SHORT PROBLEM A:
Decide whether each statement agrees with the forum thread about LAME's lowpass filtering. Answer yes or no, and quote the deciding words from the thread.
(i) The --lowpass switch turns off only the global polyphase lowpass filter.
(ii) Kohlrabi offers to do the development work himself.
(iii) hightype says he is knowledgeable about the ATH and PSY switches.
SHORT PROBLEM B:
Answer these questions from the forum thread about LAME's lowpass filtering:
(i) On which frames does the psychoacoustic algorithm still apply lowpassing?
(ii) What sum does Kohlrabi suggest as a starting offer, and for how much development time?
(iii) Who wrote the post dated 2014-09-29?
SHORT PROBLEM C: Resume the forum thread about LAME's lowpass filtering, starting after its last post.

[start TEXT SECTION]

Title: How to prevent lame from cutting the spectrum?
Post by: hightype on 2014-09-28 20:28:41
Nastea: looking into this, the problem with the --lowpass switch is that it only disables the 'global' polyphase lowpass filter, which is applied to the whole file.
Disabling this is not enough in itself because the psychoacoustic algorhythm that comes after this, still does lowpassing on certain frames (that are not too complex or contain only few highs).

My guess is that the 'ATH related' and 'PSY related' switches could be finetuned in a manner so that no lowpassing whatsoever is done. Since I'm not knowledgeable in these (and it's too complicated for me to start to learn/experiment with them), that's why I'm looking for advice or help from users who know how these work.
Title: How to prevent lame from cutting the spectrum?
Post by: Kohlrabi on 2014-09-28 21:35:37
My guess is that the 'ATH related' and 'PSY related' switches could be finetuned in a manner so that no lowpassing whatsoever is done. Since I'm not knowledgeable in these (and it's too complicated for me to start to learn/experiment with them), that's why I'm looking for advice or help from users who know how these work.
Feel free to download the LAME sources and work on that. I doubt that someone will spend any development time to aid you in this completely pointless endeavour. But feel free to make an offer. I'd guess 4000-5000$ for two weeks of development time might be a good start, but it's really hard to tell, since I do not know about the complexity and necessary technical expertise.
Title: How to prevent lame from cutting the spectrum?
Post by: hightype on 2014-09-29 17:05:28
Well, it's not that important to cause controversy or anger. Maybe someone will come up with some solution in the future.

[end TEXT SECTION]
[start RAW RECORDS]

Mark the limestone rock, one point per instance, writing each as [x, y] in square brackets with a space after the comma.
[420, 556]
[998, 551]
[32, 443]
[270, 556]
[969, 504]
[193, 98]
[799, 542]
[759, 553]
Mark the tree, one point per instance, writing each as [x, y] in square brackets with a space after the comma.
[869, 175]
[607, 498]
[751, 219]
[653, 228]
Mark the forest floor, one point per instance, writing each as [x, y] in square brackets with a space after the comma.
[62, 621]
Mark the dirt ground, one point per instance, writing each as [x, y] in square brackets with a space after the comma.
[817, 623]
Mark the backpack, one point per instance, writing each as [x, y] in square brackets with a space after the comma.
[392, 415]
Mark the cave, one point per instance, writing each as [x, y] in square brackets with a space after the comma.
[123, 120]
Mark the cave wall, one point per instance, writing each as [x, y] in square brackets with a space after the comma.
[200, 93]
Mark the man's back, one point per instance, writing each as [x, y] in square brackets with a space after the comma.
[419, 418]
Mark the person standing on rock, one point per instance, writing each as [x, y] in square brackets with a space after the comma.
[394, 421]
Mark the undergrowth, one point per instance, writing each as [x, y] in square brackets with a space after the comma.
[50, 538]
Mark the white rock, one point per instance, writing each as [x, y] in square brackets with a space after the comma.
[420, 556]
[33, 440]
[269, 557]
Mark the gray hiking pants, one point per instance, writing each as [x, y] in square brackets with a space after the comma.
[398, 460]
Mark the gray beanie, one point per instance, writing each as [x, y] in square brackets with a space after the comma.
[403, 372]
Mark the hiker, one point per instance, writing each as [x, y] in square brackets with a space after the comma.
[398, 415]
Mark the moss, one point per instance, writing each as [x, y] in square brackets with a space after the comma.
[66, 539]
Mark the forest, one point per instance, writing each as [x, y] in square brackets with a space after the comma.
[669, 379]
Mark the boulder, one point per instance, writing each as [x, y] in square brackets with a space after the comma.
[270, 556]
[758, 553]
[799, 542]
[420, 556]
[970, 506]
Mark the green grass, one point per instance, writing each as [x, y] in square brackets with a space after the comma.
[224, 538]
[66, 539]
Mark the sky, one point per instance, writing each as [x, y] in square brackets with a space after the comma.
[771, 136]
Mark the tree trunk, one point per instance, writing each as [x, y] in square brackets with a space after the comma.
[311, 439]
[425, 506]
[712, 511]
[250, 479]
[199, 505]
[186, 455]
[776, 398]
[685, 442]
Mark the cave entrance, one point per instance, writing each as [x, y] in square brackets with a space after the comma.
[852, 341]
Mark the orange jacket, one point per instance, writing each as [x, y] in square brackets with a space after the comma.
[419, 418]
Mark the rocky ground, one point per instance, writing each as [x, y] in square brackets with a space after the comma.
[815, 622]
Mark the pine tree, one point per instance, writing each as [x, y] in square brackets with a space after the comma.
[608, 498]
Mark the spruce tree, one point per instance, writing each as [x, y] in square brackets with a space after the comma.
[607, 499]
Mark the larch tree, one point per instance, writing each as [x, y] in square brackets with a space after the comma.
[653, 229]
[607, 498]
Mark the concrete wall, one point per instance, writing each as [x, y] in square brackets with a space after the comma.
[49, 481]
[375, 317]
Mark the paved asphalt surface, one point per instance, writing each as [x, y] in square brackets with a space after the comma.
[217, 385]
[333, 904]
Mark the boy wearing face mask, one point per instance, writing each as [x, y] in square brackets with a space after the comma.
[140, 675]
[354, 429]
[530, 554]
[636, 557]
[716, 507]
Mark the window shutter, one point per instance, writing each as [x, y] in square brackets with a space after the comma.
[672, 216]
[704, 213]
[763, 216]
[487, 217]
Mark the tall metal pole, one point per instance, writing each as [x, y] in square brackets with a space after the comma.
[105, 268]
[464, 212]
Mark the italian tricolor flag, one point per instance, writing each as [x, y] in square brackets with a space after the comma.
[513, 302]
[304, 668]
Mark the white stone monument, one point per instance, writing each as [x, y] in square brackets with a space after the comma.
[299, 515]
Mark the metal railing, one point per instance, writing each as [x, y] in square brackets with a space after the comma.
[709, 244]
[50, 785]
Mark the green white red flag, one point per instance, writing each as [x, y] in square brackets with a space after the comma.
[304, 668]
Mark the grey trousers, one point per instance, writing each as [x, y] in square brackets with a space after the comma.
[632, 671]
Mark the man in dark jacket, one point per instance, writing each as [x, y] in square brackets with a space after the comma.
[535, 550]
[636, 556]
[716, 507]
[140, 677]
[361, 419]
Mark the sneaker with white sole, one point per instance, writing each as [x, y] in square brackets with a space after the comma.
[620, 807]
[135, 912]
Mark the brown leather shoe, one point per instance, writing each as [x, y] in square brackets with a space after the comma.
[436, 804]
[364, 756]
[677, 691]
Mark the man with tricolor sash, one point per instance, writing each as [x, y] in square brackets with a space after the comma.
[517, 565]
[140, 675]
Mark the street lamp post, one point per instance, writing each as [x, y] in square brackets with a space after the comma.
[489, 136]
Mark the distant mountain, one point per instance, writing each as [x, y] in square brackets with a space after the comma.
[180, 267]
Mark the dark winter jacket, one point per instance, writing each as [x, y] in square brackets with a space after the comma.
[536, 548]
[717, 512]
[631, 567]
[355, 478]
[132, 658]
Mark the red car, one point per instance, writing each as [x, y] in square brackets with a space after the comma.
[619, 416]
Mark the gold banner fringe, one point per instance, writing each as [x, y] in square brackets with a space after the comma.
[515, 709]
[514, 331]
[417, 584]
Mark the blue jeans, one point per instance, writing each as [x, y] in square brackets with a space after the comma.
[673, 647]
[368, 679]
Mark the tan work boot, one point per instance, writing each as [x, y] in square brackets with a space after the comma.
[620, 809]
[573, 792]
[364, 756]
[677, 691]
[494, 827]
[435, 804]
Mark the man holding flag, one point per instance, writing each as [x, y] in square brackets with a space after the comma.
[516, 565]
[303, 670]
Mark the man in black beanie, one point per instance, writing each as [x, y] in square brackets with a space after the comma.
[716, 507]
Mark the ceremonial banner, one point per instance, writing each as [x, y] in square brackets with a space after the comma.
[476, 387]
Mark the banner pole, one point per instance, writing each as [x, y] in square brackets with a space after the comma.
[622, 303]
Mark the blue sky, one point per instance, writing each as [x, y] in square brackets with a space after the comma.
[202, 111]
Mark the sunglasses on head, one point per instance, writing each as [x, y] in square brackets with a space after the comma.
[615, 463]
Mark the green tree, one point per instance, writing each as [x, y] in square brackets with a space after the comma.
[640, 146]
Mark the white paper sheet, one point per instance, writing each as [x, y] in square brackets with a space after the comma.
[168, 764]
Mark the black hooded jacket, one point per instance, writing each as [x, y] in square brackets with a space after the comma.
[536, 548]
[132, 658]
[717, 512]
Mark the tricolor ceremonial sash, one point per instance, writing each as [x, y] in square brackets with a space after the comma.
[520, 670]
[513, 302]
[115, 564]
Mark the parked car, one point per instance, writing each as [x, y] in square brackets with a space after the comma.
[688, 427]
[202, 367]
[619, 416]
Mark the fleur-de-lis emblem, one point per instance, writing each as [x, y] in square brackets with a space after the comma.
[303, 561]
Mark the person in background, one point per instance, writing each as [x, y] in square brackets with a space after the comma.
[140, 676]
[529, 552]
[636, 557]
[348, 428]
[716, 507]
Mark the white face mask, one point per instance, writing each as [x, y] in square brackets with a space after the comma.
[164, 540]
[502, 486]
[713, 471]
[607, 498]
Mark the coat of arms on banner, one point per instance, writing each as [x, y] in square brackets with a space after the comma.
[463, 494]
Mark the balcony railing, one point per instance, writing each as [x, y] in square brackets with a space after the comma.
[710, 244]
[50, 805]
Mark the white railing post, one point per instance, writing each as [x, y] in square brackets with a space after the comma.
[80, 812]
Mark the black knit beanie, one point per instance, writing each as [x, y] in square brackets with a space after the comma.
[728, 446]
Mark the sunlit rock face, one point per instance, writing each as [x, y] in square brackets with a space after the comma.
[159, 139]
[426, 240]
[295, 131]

[end RAW RECORDS]

RIGHT ANSWER A:
(i) Yes: "it only disables the 'global' polyphase lowpass filter, which is applied to the whole file."
(ii) No: "I doubt that someone will spend any development time to aid you in this completely pointless endeavour."
(iii) No: "Since I'm not knowledgeable in these"

RIGHT ANSWER B:
(i) Frames that are not too complex or that contain only few highs
(ii) 4000-5000$ for two weeks of development time
(iii) hightype

RIGHT ANSWER C:
Title: How to prevent lame from cutting the spectrum?
Post by: pdq on 2014-09-29 17:37:36
Have you looked at free format mp3? Perhaps that will do what you want.
Title: How to prevent lame from cutting the spectrum?
Post by: hightype on 2014-09-29 18:14:03
PDQ: I did a quick test with other encoders but they don't seem to even come close to LAME in preserving the spectrum. Free format MP3 could very well do the job but it is reported to have compatibility issues (going over 320 kbps it's not hard to imagine). Thanks for the tip anyways.
Title: How to prevent lame from cutting the spectrum?
Post by: saratoga on 2014-09-29 18:29:17
Saratoga: well, if I'd be a coder, I'd probably already have solved this


This is a really weird thing to do, so the odds that anyone has written the code to make it happen are near zero.  I'd say take a look at a few other encoders, maybe one of them is close enough to what you want by chance (although I doubt you will get exactly what you're hoping for). 

Failing that, you'll have to start learning how to program.
Title: How to prevent lame from cutting the spectrum?
Post by: hightype on 2014-09-29 18:43:26
Yep, got it. It also has the potential for abuse.
Title: How to prevent lame from cutting the spectrum?
Post by: Gecko on 2014-09-30 17:06:56
A: My JPEGs sound weird. How to fix?
B: You can try to XYZ, but your images will actually look worse.
A: Yes, but I want my JPEGs to sound good. I am a perfectionist.

Same principle; equally absurd.
Title: How to prevent lame from cutting the spectrum?
Post by: hightype on 2014-09-30 22:31:24
FYI. my goal had nothing to do with preserving so-called 'spectrogram images' (popularized in the '90s & early 2000s by experimental electronic musicians), even though in theory the more accurate a compressed file's FFT image is, the more gets preserved from such images... (but this is way off topic)
Title: How to prevent lame from cutting the spectrum?
Post by: saratoga on 2014-10-01 00:36:09
even though in theory the more accurate a compressed file's FFT image is, the more gets preserved from such images...


This is kind of, true, but its a pretty dumb way to think about it.  You can't really judge the accuracy of an FFT from the image of the log of the intensity.  You've already thrown away 99% of the information before you even begin, and the part you keep isn't necessarily the most relevant. 
Title: How to prevent lame from cutting the spectrum?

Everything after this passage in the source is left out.